Stated goal:
Reproduce the records below from the line containing "of the decorative" down to the line containing "[(61, 200), (297, 22), (293, 197), (974, 199)]", both lines included, with 32 added to each coordinate value in the answers and all other text left unchanged.

== Input material ==

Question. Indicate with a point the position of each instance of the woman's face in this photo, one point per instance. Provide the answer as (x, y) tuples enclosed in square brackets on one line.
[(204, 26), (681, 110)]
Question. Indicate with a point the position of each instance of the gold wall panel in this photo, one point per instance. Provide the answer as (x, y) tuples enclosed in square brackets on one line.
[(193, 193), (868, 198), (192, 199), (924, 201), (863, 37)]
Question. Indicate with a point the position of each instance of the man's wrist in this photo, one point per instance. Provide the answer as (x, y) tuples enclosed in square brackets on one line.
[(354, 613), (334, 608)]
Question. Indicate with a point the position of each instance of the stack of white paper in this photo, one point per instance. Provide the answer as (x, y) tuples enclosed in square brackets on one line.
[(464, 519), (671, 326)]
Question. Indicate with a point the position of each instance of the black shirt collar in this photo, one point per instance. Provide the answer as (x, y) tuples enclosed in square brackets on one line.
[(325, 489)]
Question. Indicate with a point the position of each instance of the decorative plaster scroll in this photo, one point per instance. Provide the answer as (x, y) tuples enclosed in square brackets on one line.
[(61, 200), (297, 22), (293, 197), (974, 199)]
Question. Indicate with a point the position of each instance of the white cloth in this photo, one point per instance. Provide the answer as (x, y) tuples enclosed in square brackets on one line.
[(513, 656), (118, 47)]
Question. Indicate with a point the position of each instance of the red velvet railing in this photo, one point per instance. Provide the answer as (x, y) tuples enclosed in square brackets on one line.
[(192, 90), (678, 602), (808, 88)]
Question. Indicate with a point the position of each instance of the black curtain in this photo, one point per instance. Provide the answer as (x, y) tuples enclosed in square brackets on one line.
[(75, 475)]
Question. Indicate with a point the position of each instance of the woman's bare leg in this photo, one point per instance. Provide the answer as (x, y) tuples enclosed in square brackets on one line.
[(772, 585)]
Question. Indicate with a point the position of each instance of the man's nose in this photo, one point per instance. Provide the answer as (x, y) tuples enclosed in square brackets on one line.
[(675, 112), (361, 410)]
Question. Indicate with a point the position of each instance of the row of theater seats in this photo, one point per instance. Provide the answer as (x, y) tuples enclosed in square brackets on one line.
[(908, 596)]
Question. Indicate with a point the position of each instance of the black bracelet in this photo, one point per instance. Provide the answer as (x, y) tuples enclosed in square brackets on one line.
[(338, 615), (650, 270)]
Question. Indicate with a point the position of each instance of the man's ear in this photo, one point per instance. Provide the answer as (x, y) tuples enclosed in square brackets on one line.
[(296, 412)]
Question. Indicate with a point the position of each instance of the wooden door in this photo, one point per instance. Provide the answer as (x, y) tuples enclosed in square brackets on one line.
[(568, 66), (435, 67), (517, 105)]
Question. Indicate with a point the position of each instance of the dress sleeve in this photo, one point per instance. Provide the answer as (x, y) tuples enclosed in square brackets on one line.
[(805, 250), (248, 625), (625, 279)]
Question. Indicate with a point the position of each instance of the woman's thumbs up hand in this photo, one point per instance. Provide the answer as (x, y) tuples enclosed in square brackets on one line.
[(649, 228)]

===
== Input material ==

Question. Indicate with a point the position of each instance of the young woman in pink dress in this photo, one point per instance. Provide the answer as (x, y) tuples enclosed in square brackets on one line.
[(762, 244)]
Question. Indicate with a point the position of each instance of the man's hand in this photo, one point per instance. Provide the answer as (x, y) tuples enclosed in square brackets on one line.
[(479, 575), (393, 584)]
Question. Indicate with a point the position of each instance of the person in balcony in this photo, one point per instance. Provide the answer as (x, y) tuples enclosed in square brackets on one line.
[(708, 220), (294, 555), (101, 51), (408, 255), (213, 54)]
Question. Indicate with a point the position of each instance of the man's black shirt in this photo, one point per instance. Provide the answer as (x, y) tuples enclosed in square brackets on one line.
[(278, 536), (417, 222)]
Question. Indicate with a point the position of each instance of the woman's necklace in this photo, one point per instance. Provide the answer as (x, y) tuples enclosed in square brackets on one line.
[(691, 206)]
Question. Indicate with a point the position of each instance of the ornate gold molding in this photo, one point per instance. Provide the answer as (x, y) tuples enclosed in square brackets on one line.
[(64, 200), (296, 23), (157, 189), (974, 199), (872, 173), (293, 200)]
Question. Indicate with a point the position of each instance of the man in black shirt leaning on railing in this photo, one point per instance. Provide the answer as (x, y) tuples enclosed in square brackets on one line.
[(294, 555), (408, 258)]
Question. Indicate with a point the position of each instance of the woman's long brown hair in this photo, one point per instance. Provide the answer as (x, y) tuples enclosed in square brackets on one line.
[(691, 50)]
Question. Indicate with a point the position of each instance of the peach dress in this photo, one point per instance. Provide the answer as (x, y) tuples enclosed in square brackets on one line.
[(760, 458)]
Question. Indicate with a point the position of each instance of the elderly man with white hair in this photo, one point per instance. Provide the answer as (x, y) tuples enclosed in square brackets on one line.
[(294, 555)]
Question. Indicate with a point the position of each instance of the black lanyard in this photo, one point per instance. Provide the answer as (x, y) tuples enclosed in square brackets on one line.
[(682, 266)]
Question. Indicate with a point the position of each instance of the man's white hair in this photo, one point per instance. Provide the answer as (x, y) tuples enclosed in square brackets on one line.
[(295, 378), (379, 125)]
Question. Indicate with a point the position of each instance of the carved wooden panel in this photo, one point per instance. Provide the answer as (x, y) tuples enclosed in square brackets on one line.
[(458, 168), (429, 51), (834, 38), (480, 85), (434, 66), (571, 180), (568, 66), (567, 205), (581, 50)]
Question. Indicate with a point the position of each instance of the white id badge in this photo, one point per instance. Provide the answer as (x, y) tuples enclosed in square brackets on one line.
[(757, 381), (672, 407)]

===

Result:
Question. Indicate with a point the position of each instance of the decorative plaster scroll in this photo, one point per instance. Provide the answer as (x, y) tuples enclosed in square brackets on one line.
[(93, 232), (329, 54), (325, 229), (1006, 231)]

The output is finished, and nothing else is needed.